# ENUNCIADO A
De acordo com o trecho sobre Candiota, por que Alex Castro, mesmo disposto a comprar a casa onde vive, tem receio de fechar o negócio? Responda em até três frases.
# ENUNCIADO B
No trecho sobre Candiota, troque "quadras de esporte" por "praças" e reproduza a passagem que vai de "Atualmente, seus pouco" até "uma cidade fantasma.".
# ENUNCIADO C
Dê continuidade ao trecho sobre Candiota a partir da última frase apresentada.

# TRECHO PARA LEITURA
•••
Elissandro vive com a mulher, Lisiane, na Vila Residencial, um conjunto habitacional concebido para ser a sede do município, mas que hoje está praticamente abandonado. O loteamento começou com 38 casas de madeira e uma de alvenaria que recebiam os operários que ergueram a usina nos anos 1950.
Atualmente, seus pouco mais de 20 quarteirões separados por ruas estreitas e curvilíneas abrigam 269 imóveis, todos construídos pela CEEE e pertencentes à Eletrobras. Muitas residências estão desocupadas, duas quadras de esporte estão vandalizadas e praticamente não há lojas, bares e mercearias no bairro, cujo silêncio e vazio humano lembram uma cidade fantasma.
Os moradores que ficaram são em maioria funcionários da usina, de terceirizadas, viúvas de ex-servidores da CEEE ou até mesmo pessoas que compraram as residências no mercado clandestino, sem escritura. Ninguém paga aluguel. No final do ano passado, a Eletrobras enviou correspondência a todos os residentes informando que as casas seriam leiloadas caso eles não manifestassem interesse na compra.
— Meu pai entrou na CEEE em 1971 e ganhou essa casa para morar. Ele morreu e fiquei aqui morando com minha mãe, sem ninguém jamais nos pedir nada. Daí veio essa carta da Eletrobras dizendo que queriam R$ 400 mil pela casa. Não temos como pagar — conta Anderson Teixeira, presidente da Associação de Moradores de Candiota.
Acionada por Anderson, a Defensoria Pública intermediou as negociações com a companhia e houve uma revisão geral nos preços dos imóveis. A casa de Anderson, com três quartos, sala, cozinha e banheiro, agora está à venda por R$ 57 mil. A de Elissandro, também avaliada em R$ 400 mil pela empresa, teve o preço reduzido para R$ 85 mil.
Servidor concursado da Eletrobras, Alex Castro trabalha na usina há 14 anos e está disposto a comprar a casa onde vive desde 2001, quando ainda prestava serviços para uma terceirizada. A empresa reduziu a pedida inicial de R$ 440 mil para R$ 79 mil, parcelados em 24 vezes, mas Castro teme ficar endividado e sem trabalho.
— Eu quero comprar, mas preciso ter certeza de que estarei empregado. Ano que vem faço 50 anos, quem dá emprego para uma pessoa na minha idade? Se fechar a usina, ninguém fica, acabou o município — desabafa o engenheiro-mecânico.
Fuligem acinzenta pastos, automóveis e bancos de praça
Todos os dias, 8 mil toneladas de carvão abastecem a turbina de Candiota 3. Extraído, transportado e beneficiado a céu aberto antes de ser armazenado em silos, o minério espalha uma poeira preta pelos arredores da usina. Dispersa no ar, a fuligem acinzenta pastos, automóveis e bancos de praça.
•••
# MATERIAL EM ANÁLISE
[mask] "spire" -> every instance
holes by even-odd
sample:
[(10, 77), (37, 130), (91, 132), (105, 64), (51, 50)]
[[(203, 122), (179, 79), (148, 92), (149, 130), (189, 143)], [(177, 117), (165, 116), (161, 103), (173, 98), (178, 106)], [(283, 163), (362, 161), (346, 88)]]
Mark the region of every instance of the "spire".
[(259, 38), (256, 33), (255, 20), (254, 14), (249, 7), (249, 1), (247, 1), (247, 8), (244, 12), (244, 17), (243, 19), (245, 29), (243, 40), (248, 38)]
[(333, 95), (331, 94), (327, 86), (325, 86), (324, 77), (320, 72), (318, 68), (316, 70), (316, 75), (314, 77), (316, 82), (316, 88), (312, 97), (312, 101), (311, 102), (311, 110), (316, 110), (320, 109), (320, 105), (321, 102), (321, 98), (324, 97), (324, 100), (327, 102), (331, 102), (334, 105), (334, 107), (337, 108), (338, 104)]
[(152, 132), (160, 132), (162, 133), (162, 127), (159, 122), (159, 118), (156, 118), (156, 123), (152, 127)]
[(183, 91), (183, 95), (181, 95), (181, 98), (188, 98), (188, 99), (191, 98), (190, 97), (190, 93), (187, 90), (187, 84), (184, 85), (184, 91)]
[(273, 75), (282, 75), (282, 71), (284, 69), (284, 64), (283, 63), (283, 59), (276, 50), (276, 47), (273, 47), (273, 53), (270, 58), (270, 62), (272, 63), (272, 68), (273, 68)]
•••
# RESPOSTA A
Ele teme ficar endividado e sem trabalho, pois precisa ter certeza de que continuará empregado. No ano que vem completará 50 anos e acha que ninguém dá emprego a uma pessoa dessa idade. Além disso, se a usina fechar, ninguém fica e o município acaba.

# RESPOSTA B
Atualmente, seus pouco mais de 20 quarteirões separados por ruas estreitas e curvilíneas abrigam 269 imóveis, todos construídos pela CEEE e pertencentes à Eletrobras. Muitas residências estão desocupadas, duas praças estão vandalizadas e praticamente não há lojas, bares e mercearias no bairro, cujo silêncio e vazio humano lembram uma cidade fantasma.

# RESPOSTA C
É impossível permanecer indiferente às partículas que secam a garganta e irritam os olhos diante da torre hiperbólica que se tornou símbolo do município. No interior do complexo energético da Eletrobras em Candiota, a pulverulência é tamanha que funcionários passam o dia lavando as ruas internas.
Originado a partir de florestas soterradas há milhões de anos, o carvão mineral é o combustível fóssil mais poluente do planeta. No subsolo de Candiota, jazem 38% das reservas nacionais, demandando dois séculos para sua mineração total.
Se fala que ele gera muita riqueza, mas a cidade é pobre, tem sérios problemas sociais e não tem sequer um hospital. Que riqueza é essa?
NELSON KARAM
economista
A abundância da matéria-prima levou emprego e renda ao município, mas não garantiu infraestrutura urbana e social. Com 10,7 mil habitantes, Candiota não tem um povoamento contínuo.
Seus seis bairros são em média distantes cinco quilômetros um do outro, separados por largas extensões de campo. Não há serviço de táxi, o comércio é incipiente, com poucas lojas, bares e restaurantes, e para urgências médicas há apenas uma unidade de pronto-atendimento.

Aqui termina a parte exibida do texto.